Indiquez, d'après l'extrait sur l'examen du rapport, le montant des crédits relatifs à la solidarité pour 2000.
───── Extrait du texte ─────
II. EXAMEN DU RAPPORT

Réunie le mercredi 10 novembre 1999 , sous la présidence de M. Jacques Bimbenet, vice-président , la commission a procédé à l'examen du rapport pour avis de M. Jean Chérioux sur le projet de loi de finances pour 2000 (crédits consacrés à la solidarité ).

Après avoir rappelé que les crédits relatifs à la solidarité s'élevaient à 81,27 milliards de francs pour 2000, soit une hausse de 4,5 % à structure constante, hors mouvement de crédits relatifs à la mise en oeuvre de la couverture maladie universelle, M. Jean Chérioux, rapporteur pour avis, a indiqué que ces crédits pouvaient être regroupés sous deux actions.

Concernant l'intégration et la lutte contre l'exclusion, action dotée d'un montant de crédits de 45 milliards de francs, il a observé tout d'abord que le revenu minimum d'insertion (RMI) et l'allocation de parent isolé (API) absorbaient la majeure partie des marges de croissance des crédits.

Concernant le RMI, il a souligné que la progression de 8,71 % des crédits encore forte malgré la baisse du chômage trouvait largement son origine dans la décision de revalorisation de l'allocation prise en décembre 1998. Rappelant que le volet insertion du RMI restait toujours à la traîne, il a regretté que l'on n'ait pas encore constaté de diminution du " noyau dur " des titulaires de longue durée du RMI.

S'agissant de l'action relative au développement social d'un montant de 36,6 milliards de francs, M. Jean Chérioux, rapporteur pour avis, a mis l'accent sur le problème de la prise en charge des frais de formation des emplois-jeunes recrutés par l'éducation nationale orientés vers les établissements de formation des travailleurs sociaux (EFTS).

S'agissant des crédits relatifs aux handicapés, il a évoqué l'augmentation continue du nombre de titulaires de l'allocation adultes handicapés (AAH) au cours de ces dernières années en regrettant l'apparition de fait de la notion de " handicap social " qui conduit parfois à transformer l'AAH en une sorte de " RMI consolidé ". Il a souligné l'importance d'une médicalisation renforcée et d'une coordination améliorée des commissions techniques d'orientation et de reclassement professionnel (COTOREP).
───── Données fournies ─────
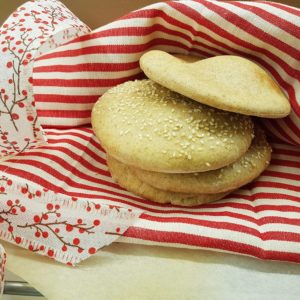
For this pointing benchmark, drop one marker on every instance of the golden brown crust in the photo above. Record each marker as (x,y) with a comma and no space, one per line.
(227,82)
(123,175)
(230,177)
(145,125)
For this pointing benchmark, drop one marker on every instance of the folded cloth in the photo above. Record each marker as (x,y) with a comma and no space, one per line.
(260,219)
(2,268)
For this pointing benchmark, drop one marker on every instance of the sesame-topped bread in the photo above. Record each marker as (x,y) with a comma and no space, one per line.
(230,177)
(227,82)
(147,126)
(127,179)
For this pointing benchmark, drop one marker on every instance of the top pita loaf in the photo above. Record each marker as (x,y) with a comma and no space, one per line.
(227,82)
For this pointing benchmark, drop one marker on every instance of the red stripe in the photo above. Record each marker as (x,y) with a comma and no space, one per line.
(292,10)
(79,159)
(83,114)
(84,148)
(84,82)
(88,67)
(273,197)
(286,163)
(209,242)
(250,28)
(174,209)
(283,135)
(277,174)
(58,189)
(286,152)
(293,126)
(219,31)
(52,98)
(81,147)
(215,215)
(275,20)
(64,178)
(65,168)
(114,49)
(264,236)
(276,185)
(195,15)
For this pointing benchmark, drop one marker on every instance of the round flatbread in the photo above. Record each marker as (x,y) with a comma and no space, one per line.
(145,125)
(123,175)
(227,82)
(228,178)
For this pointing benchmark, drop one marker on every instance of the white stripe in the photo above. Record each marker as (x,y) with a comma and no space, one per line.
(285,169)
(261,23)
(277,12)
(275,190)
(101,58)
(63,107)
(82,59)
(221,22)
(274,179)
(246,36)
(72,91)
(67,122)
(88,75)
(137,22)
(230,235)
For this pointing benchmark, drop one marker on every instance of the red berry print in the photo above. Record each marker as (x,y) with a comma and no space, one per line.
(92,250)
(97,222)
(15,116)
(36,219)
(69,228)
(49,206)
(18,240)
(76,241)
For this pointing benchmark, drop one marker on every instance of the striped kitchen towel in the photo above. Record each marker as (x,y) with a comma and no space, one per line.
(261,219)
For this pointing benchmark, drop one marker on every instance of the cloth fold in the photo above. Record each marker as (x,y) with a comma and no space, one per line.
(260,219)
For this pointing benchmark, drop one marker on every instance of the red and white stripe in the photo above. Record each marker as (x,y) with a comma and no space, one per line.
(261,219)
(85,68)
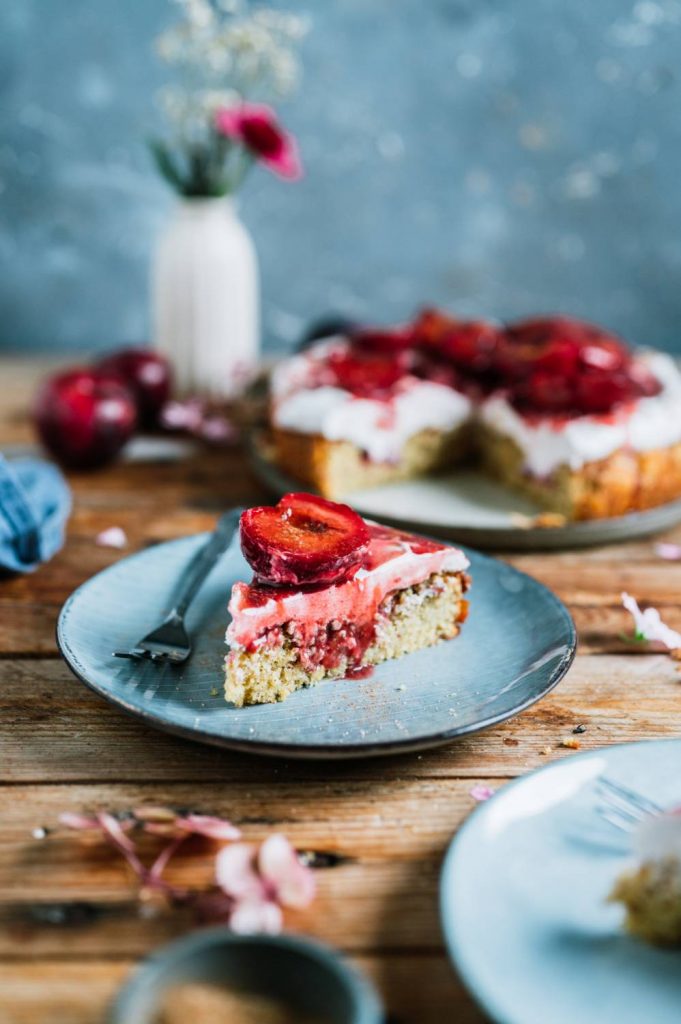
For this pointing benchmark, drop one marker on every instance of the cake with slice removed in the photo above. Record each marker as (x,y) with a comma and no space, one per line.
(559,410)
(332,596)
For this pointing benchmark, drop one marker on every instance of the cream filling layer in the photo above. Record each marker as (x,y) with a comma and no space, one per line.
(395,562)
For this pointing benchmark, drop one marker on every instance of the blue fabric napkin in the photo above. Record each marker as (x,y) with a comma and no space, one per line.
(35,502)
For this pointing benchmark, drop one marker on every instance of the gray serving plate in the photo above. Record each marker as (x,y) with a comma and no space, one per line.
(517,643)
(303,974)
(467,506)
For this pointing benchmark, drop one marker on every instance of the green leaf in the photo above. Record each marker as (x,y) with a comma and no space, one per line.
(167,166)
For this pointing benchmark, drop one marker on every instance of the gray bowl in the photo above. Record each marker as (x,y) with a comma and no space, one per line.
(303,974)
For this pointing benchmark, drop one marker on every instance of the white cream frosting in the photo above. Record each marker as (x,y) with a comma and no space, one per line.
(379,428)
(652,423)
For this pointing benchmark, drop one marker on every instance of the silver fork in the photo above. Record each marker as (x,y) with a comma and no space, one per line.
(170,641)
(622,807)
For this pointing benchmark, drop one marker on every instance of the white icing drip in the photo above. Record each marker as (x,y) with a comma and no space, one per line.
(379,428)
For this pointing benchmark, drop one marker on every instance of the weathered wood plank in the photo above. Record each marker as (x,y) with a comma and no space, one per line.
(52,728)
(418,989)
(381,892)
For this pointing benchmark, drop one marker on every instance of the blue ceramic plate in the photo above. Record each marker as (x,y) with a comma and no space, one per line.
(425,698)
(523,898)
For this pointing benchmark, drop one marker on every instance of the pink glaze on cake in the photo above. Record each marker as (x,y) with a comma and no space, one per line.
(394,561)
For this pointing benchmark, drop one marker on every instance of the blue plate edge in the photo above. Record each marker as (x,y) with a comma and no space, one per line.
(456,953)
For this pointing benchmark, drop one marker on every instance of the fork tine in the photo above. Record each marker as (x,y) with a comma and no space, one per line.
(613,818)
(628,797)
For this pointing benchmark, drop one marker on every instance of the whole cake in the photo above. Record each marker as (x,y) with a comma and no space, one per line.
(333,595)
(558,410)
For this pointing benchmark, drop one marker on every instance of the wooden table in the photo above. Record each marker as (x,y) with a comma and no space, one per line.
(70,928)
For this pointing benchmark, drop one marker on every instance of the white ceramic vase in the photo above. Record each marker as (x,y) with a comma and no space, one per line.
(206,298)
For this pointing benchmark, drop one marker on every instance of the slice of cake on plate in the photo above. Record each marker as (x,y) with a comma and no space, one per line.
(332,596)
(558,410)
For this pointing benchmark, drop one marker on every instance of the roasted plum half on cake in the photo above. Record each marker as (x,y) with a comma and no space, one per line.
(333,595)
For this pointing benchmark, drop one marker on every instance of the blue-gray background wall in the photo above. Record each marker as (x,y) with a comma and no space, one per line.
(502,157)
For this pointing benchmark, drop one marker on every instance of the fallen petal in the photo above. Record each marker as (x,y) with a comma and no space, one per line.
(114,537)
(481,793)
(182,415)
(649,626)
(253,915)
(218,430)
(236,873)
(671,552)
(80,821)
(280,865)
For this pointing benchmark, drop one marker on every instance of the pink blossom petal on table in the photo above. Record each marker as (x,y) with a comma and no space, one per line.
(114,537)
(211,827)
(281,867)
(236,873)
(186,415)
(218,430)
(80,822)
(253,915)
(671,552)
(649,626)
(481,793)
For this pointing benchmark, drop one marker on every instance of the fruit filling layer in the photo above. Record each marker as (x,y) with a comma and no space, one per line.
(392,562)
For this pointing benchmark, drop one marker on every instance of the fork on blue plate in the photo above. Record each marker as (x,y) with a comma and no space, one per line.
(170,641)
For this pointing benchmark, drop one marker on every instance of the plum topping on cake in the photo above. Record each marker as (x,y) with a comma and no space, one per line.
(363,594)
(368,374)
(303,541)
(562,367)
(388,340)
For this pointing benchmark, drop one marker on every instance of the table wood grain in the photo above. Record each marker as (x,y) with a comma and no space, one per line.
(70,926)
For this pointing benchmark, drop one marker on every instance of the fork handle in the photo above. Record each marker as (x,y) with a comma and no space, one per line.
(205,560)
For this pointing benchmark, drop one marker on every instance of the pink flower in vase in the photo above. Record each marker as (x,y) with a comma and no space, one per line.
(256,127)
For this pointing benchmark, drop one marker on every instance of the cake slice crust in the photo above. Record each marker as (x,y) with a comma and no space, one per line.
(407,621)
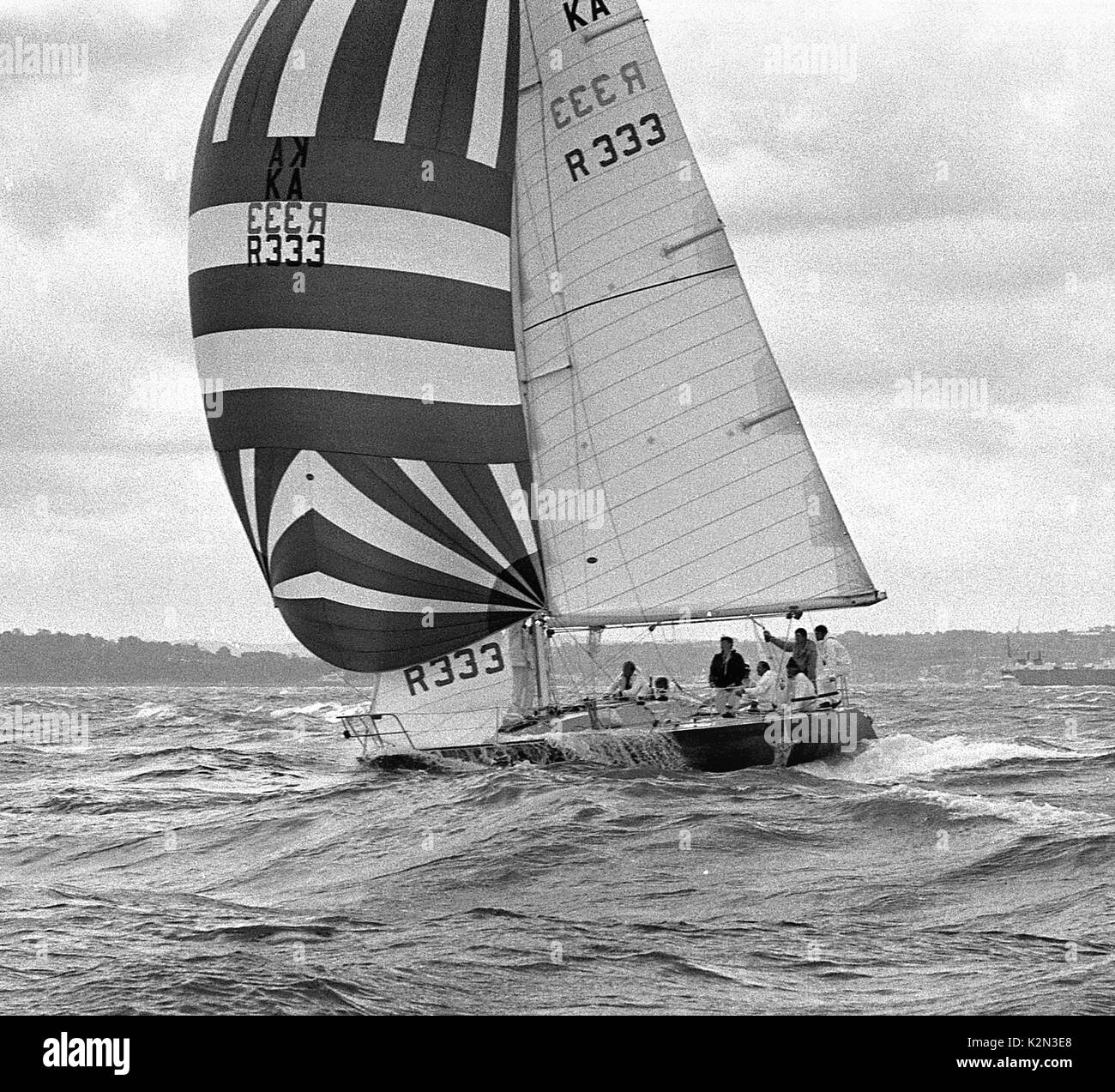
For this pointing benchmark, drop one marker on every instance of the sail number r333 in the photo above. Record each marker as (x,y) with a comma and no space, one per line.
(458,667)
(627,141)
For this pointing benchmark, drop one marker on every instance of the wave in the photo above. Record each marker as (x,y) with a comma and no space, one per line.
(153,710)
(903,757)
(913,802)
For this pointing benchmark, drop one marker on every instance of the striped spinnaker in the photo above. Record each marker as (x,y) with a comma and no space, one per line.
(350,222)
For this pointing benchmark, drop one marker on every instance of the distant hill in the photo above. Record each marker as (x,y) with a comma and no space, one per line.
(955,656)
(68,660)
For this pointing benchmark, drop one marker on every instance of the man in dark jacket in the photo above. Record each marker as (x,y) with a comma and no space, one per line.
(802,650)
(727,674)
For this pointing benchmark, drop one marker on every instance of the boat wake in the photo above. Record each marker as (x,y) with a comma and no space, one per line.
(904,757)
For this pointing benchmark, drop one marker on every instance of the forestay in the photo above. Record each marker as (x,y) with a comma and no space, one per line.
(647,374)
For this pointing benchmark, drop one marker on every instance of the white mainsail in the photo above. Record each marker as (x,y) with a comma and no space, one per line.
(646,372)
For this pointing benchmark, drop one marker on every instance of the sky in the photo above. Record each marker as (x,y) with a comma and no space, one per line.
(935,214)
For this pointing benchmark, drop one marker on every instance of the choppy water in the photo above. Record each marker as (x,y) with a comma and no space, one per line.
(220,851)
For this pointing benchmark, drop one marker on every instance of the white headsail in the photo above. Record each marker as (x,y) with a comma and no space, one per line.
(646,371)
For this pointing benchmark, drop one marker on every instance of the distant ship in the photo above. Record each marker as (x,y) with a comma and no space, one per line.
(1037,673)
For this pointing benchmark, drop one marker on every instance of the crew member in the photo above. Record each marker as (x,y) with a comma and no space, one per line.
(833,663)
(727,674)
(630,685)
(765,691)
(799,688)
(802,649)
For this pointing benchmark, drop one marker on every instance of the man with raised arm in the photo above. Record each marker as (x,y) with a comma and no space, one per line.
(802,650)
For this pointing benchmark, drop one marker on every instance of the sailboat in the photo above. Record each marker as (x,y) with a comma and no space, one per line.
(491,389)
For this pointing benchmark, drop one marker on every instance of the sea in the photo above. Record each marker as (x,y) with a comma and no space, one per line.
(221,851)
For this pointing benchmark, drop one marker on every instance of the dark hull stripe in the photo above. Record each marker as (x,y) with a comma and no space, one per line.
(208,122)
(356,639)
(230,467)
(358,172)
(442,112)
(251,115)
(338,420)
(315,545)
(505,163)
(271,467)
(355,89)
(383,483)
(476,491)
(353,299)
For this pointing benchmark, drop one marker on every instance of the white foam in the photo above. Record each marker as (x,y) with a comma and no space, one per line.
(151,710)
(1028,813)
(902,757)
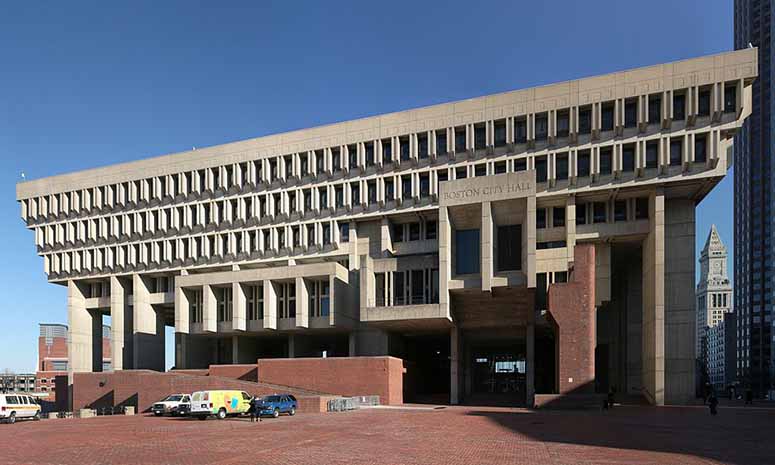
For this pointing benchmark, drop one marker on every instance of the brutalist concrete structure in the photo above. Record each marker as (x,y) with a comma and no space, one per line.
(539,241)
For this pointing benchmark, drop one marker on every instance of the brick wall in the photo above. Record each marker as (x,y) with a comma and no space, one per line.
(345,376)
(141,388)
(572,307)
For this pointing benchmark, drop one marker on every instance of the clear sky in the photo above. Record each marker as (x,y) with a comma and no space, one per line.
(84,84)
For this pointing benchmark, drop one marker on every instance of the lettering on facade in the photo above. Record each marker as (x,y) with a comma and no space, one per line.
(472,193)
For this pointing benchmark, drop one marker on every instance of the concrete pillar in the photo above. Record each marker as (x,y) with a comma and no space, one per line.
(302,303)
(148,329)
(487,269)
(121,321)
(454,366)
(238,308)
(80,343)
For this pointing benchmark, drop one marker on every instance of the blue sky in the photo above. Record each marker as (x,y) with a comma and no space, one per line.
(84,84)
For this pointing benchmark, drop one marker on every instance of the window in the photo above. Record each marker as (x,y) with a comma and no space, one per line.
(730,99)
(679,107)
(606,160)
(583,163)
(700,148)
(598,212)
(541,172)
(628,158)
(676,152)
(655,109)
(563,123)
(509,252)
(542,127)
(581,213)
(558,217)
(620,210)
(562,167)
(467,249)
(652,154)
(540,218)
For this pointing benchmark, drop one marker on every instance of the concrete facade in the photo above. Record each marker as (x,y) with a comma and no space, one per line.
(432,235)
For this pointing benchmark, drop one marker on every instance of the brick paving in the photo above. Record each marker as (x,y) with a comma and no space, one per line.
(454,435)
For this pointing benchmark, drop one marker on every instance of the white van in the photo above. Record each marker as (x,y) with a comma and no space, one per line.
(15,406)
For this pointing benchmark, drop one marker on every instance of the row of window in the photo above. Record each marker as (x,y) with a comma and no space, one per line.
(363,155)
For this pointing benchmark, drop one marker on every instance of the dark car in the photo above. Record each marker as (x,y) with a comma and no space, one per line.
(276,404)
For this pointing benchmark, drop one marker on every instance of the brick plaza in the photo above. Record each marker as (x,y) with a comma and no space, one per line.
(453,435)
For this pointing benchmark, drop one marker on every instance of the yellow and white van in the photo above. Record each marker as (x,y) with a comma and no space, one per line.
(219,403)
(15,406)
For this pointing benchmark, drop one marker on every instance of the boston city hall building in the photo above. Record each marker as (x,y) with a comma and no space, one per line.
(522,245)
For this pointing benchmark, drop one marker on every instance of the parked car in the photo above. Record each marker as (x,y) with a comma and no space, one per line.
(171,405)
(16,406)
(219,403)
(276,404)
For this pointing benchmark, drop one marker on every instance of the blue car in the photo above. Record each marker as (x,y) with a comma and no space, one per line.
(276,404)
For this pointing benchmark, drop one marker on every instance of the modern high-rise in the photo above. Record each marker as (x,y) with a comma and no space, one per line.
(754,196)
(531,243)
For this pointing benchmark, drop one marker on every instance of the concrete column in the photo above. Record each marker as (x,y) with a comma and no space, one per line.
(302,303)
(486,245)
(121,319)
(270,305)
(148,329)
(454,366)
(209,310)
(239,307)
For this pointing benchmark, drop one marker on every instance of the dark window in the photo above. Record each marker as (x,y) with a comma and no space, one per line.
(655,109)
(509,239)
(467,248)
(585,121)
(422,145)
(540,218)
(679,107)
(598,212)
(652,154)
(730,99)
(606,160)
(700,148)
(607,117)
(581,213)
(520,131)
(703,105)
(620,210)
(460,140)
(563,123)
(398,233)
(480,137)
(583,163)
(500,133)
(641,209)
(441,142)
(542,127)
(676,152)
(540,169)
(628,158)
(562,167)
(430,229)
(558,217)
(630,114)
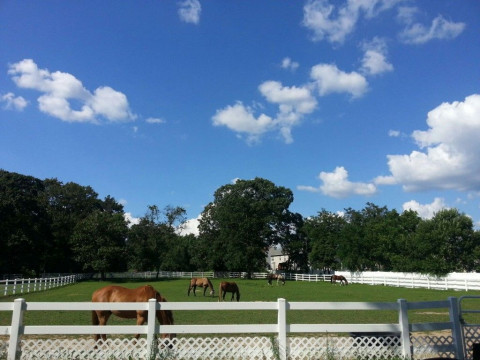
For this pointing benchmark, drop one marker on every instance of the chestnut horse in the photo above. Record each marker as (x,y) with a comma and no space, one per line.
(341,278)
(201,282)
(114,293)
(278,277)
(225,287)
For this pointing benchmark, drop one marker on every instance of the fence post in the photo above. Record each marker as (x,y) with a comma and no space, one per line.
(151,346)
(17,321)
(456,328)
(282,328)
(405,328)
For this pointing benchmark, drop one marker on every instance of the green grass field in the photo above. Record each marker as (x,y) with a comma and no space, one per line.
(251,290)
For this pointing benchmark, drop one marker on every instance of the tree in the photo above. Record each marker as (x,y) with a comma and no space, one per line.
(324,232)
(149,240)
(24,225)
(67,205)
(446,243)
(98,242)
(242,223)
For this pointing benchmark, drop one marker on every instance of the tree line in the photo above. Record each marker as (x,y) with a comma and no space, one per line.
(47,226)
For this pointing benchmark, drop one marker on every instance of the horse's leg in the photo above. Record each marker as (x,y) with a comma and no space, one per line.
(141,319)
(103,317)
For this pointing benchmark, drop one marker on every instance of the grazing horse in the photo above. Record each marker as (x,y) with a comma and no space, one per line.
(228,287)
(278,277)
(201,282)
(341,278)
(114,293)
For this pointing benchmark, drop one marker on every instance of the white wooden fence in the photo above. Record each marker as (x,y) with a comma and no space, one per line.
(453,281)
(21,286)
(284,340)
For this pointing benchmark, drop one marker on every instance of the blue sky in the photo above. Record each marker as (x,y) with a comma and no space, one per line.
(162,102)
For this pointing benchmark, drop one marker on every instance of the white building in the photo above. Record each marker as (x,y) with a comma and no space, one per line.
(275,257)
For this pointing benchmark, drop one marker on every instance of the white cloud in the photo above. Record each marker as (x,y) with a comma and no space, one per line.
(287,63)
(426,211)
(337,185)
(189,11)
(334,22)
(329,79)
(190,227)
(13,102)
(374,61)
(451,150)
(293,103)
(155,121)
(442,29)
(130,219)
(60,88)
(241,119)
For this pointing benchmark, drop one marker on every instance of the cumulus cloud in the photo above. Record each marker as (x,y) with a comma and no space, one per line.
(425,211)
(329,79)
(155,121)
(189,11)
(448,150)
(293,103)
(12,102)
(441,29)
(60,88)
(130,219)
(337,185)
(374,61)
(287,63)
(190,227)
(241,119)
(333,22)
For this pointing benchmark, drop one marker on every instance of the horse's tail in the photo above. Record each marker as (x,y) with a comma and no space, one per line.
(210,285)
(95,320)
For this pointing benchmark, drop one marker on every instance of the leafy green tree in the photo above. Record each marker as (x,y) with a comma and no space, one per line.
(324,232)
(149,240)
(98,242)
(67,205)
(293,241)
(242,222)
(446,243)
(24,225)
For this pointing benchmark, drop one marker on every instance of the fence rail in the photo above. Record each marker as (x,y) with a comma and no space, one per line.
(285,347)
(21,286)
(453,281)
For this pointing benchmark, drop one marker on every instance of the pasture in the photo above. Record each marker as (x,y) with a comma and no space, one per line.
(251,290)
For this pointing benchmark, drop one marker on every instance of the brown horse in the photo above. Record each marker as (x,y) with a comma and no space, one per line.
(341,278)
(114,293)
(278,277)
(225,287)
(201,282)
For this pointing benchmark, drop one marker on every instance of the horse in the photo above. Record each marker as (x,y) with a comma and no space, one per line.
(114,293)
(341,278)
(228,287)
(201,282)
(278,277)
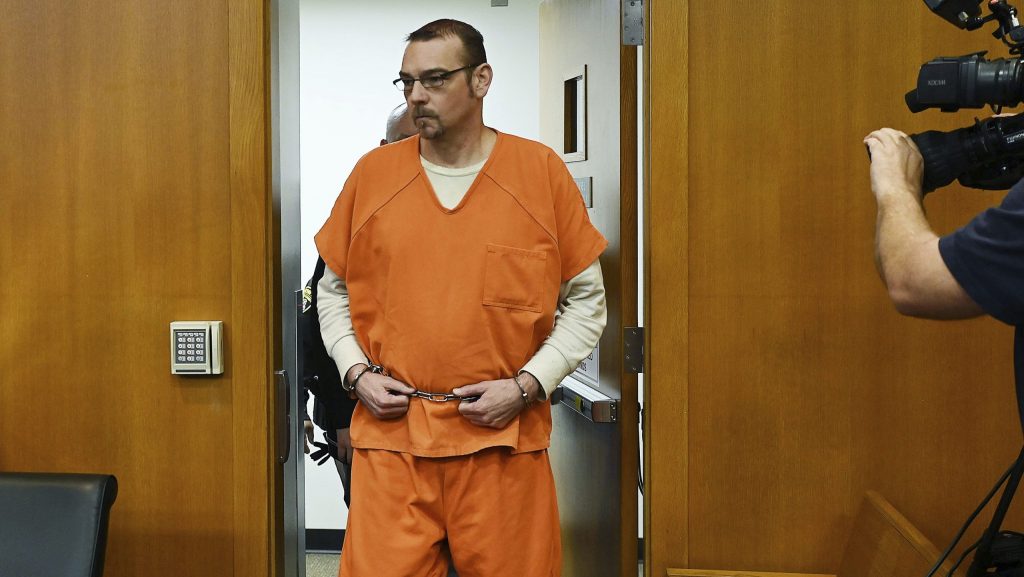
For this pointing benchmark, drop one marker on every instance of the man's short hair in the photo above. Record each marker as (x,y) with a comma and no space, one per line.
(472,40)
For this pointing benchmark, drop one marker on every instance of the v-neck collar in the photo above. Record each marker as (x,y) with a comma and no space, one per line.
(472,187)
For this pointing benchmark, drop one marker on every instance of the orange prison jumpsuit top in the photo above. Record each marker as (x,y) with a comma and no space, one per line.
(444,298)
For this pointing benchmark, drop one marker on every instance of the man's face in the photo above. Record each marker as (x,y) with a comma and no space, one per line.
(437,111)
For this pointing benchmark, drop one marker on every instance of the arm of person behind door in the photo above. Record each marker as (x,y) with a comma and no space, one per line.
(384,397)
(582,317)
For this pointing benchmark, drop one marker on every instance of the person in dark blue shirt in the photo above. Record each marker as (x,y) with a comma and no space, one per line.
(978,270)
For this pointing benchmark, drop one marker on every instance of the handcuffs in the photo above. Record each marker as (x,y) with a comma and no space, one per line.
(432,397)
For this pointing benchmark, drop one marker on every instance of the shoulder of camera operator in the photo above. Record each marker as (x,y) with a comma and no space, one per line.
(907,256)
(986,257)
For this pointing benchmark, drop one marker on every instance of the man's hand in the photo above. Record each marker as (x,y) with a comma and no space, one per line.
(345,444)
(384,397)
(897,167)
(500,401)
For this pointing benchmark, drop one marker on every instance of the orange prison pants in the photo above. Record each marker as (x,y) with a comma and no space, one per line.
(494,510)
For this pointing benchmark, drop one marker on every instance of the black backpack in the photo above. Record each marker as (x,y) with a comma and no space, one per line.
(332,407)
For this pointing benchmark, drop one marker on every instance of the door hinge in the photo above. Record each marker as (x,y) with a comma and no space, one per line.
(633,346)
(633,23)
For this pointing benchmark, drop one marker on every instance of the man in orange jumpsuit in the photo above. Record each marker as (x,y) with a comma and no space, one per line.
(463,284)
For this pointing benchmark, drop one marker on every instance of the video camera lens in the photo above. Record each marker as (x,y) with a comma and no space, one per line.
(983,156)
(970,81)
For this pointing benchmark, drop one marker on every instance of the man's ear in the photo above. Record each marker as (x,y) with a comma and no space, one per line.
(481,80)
─────
**Votre réponse**: 81,27 milliards de francs.